- _OBJECTIVE_
Rescale the records from their start through the line with "x=1052 y=297", both ends included, and write out every line again, requests too. Multiply each coordinate in the answers by 0.25 and round it to a whole number, with halves rounded up.

- _INPUT MATERIAL_
■ ■ ■ ■ ■ ■ ■
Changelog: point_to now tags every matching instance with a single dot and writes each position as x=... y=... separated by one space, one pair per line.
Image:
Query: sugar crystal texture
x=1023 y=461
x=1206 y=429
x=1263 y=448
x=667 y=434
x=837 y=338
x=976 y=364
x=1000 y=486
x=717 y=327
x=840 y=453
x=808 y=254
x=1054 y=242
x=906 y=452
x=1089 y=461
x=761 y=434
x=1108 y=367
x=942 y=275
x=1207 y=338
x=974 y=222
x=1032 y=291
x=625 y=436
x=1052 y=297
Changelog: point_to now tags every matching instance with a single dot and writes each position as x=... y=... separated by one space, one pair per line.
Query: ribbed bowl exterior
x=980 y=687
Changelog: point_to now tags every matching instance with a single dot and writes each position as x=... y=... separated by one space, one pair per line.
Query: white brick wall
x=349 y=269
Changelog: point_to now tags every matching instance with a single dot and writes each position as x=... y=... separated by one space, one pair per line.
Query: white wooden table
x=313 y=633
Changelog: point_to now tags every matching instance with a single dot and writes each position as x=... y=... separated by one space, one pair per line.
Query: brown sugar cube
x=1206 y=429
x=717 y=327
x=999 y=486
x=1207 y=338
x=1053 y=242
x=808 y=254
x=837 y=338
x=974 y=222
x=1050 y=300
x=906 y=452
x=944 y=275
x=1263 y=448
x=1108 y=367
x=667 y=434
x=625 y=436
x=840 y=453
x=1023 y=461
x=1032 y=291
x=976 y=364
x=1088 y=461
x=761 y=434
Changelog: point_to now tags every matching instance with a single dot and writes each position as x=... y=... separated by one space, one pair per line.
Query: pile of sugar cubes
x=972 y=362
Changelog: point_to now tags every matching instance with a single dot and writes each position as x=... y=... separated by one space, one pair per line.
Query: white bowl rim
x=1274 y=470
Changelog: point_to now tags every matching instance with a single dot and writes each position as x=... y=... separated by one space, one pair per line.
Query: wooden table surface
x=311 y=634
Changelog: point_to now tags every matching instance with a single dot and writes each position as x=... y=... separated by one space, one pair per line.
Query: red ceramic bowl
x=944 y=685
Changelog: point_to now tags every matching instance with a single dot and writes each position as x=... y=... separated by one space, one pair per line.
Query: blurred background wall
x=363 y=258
■ ■ ■ ■ ■ ■ ■
- _FINISHED ANSWER_
Changelog: point_to now tags every matching instance with a single dot and writes each position as x=... y=... separated by one space, one pair per line.
Image:
Query: sugar crystal texture
x=256 y=115
x=302 y=107
x=316 y=112
x=167 y=109
x=209 y=85
x=244 y=91
x=250 y=122
x=179 y=82
x=210 y=113
x=202 y=64
x=264 y=61
x=227 y=113
x=272 y=115
x=190 y=109
x=277 y=92
x=236 y=69
x=302 y=85
x=244 y=56
x=258 y=73
x=156 y=109
x=263 y=74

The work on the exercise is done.